▸ WORK INSTRUCTIONS:
Rewrite the listing from its first line through the line containing "[[[0,222],[0,290],[407,192],[362,190]]]", including both, and substitute "dirt shoulder" for "gravel shoulder" with nothing else changed.

(Records)
--------------------

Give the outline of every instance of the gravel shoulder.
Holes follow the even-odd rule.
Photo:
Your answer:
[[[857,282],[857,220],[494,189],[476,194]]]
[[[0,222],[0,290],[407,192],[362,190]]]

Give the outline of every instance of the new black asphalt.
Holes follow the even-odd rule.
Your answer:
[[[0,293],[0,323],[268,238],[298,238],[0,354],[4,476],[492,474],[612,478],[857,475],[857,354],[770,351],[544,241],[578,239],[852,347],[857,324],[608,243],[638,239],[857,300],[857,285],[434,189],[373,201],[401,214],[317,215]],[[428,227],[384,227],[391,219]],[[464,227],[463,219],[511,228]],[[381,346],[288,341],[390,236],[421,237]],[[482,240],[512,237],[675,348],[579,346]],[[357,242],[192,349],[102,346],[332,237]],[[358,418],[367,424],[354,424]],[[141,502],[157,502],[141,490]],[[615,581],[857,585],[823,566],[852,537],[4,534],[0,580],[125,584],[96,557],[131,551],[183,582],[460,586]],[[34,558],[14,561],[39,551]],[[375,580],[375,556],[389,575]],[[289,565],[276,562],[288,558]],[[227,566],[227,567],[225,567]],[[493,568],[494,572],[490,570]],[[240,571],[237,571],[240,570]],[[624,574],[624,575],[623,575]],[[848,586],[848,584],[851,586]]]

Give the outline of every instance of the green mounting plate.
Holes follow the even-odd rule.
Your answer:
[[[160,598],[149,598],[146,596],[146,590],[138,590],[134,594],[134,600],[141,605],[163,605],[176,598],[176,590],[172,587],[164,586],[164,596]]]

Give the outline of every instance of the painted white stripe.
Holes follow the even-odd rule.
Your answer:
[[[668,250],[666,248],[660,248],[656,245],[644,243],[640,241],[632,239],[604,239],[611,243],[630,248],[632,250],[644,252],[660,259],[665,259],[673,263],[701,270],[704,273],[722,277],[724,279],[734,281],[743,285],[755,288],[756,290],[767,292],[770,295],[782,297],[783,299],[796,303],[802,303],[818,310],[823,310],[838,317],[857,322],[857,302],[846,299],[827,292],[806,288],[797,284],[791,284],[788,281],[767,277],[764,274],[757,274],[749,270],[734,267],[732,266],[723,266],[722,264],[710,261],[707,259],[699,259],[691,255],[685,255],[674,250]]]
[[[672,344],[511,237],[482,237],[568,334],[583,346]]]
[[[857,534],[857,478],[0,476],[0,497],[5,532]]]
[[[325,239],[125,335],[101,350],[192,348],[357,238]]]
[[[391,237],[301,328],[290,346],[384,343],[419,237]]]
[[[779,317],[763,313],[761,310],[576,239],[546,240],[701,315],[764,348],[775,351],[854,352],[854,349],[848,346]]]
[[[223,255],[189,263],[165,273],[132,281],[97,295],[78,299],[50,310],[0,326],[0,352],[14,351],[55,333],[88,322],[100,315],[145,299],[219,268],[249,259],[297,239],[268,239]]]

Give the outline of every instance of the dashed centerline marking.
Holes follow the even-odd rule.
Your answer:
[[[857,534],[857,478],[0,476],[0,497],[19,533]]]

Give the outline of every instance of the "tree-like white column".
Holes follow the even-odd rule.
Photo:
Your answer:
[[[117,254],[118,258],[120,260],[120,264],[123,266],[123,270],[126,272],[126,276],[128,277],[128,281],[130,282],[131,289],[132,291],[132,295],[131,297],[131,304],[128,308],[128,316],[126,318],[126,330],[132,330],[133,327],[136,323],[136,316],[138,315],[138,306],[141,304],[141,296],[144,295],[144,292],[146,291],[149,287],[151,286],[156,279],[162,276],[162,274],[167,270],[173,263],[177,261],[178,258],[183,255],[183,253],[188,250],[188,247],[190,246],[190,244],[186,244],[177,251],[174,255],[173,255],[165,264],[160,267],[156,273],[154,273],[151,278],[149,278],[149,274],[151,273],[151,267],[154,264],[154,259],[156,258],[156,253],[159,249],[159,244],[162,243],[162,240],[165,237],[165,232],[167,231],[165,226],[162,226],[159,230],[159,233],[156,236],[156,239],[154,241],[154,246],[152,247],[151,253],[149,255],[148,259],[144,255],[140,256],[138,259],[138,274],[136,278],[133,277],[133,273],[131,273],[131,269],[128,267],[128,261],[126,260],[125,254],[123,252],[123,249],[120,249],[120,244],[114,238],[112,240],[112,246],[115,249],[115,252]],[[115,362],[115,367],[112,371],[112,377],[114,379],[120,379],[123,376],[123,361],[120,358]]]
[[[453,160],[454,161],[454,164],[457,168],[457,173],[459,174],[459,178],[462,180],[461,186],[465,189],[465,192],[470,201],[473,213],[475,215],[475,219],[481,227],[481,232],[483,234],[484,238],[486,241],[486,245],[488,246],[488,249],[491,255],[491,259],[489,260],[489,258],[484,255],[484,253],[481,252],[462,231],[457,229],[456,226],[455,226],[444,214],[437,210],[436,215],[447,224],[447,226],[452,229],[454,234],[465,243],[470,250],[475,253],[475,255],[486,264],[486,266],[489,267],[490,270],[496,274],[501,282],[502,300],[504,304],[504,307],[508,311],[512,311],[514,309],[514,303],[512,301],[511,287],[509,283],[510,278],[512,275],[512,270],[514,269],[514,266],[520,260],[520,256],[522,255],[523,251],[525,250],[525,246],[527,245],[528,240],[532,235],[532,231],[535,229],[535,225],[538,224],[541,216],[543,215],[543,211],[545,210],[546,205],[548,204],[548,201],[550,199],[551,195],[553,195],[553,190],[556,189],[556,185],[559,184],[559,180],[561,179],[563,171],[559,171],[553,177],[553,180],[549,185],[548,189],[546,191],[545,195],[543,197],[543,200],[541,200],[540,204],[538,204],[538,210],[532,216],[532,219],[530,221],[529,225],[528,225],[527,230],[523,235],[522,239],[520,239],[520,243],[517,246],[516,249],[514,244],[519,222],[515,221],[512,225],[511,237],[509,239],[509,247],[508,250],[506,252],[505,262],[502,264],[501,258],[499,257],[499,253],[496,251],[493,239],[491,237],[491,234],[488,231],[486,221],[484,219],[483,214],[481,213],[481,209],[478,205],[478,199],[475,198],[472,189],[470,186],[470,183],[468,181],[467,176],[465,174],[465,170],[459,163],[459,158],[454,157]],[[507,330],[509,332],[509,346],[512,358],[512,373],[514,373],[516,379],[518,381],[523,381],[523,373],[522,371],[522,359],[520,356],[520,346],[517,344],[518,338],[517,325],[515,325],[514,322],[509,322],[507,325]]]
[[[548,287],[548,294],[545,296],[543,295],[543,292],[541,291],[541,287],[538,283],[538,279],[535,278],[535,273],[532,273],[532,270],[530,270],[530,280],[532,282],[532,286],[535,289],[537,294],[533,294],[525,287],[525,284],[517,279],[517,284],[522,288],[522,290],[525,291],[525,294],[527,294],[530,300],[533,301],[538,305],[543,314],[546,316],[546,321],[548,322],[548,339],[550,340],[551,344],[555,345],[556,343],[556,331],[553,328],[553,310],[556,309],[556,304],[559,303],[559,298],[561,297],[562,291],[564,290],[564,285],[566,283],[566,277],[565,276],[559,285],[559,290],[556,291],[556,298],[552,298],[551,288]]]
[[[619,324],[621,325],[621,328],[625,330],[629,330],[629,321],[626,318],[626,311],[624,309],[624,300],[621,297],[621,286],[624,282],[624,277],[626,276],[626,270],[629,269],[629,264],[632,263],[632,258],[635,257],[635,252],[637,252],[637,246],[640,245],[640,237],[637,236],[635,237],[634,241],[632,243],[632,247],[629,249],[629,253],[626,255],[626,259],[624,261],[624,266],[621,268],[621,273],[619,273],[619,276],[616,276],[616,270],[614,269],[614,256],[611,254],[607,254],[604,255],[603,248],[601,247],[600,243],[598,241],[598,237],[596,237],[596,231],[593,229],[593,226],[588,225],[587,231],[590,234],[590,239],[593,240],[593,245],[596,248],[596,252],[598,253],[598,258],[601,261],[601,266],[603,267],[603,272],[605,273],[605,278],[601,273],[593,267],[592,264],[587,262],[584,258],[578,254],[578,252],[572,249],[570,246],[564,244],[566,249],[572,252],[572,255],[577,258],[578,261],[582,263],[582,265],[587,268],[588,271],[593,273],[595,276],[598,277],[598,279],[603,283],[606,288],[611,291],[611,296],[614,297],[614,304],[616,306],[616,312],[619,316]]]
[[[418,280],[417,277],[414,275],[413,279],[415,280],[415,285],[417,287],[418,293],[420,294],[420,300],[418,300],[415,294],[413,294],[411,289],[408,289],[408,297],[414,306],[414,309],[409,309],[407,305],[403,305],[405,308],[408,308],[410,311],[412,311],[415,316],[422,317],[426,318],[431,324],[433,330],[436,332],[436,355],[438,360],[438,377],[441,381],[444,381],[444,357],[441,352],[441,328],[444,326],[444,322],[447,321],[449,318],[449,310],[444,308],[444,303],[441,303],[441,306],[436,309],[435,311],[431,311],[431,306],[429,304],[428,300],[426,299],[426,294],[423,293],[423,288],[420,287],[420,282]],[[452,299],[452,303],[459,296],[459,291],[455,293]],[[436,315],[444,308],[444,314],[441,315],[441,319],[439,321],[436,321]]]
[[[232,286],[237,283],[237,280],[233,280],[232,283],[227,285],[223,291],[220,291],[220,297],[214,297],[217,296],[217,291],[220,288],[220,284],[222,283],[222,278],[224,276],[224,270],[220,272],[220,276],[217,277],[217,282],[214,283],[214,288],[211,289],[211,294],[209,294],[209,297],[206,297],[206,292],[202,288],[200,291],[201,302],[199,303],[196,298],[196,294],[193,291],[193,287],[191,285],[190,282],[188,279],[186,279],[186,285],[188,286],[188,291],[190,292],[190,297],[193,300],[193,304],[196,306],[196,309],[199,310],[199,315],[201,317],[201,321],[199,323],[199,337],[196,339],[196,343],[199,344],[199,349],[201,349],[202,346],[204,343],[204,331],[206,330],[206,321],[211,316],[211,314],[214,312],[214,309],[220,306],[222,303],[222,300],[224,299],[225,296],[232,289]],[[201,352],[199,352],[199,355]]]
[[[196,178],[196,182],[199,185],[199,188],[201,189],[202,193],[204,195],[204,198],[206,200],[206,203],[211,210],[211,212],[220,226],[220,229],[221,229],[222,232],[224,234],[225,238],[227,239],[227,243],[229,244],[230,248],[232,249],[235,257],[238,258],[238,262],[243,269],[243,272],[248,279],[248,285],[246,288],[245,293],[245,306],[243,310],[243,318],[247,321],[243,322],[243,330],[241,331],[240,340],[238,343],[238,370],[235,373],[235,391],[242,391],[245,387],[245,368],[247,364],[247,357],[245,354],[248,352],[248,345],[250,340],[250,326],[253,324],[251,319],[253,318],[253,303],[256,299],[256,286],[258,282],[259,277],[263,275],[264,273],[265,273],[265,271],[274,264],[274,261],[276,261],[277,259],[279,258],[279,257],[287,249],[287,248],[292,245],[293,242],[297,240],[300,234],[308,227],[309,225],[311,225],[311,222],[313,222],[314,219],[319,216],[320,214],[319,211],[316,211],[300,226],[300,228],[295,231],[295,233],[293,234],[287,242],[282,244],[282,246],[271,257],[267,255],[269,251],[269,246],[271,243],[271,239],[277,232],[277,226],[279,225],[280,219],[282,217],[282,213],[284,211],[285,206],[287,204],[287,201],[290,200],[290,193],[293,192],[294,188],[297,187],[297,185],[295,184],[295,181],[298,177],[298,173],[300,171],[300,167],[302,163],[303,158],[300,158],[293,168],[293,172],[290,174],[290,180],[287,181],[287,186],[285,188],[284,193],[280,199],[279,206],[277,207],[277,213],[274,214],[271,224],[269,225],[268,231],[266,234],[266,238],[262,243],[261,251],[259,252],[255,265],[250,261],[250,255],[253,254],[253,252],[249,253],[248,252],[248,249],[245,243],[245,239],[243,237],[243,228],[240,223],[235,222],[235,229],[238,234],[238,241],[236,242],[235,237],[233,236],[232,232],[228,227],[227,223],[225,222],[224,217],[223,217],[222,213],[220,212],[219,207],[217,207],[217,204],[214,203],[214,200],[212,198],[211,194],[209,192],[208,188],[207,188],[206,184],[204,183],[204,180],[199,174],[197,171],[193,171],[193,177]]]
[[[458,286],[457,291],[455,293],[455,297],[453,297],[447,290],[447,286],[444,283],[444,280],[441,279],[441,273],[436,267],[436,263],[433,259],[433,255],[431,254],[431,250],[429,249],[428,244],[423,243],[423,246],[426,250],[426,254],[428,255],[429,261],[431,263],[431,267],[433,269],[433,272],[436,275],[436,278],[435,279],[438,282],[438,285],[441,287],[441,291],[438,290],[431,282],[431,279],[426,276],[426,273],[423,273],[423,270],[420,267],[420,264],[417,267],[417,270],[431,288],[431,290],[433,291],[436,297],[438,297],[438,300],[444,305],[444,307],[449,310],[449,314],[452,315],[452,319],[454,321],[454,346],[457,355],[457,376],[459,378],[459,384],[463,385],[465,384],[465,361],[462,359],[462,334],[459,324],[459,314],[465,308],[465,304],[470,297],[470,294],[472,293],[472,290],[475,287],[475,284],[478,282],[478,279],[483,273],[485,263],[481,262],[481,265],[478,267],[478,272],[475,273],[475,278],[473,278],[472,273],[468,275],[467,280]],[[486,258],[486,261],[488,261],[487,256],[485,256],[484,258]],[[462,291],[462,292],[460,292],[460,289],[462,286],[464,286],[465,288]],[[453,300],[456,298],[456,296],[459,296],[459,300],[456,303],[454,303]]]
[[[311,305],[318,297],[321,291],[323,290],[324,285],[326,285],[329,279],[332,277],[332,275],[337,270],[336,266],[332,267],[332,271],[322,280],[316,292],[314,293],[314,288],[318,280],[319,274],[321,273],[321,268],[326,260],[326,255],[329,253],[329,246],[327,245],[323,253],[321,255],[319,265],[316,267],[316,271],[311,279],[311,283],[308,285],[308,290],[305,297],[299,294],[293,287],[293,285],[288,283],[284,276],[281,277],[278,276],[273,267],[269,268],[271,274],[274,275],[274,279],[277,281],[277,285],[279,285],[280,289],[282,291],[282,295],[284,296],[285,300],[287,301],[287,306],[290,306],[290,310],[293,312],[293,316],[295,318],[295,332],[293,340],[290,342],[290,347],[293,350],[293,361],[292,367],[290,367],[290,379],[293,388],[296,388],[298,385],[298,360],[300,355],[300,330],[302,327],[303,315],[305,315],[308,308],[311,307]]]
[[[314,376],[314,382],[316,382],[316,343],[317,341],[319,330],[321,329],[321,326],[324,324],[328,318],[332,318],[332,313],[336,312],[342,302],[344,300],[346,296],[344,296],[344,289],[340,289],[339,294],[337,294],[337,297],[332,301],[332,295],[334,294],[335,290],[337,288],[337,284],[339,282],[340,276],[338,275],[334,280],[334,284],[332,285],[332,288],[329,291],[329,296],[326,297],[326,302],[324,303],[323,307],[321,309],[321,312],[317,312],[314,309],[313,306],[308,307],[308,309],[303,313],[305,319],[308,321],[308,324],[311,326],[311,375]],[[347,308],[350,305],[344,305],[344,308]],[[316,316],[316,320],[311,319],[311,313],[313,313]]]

--------------------

▸ RESPONSE TO THE TASK:
Give the outline of every instance of the dirt shoulder.
Holes follow the even-odd rule.
Photo:
Your answer:
[[[857,282],[857,220],[494,189],[476,194]]]
[[[0,222],[0,290],[407,192],[362,190]]]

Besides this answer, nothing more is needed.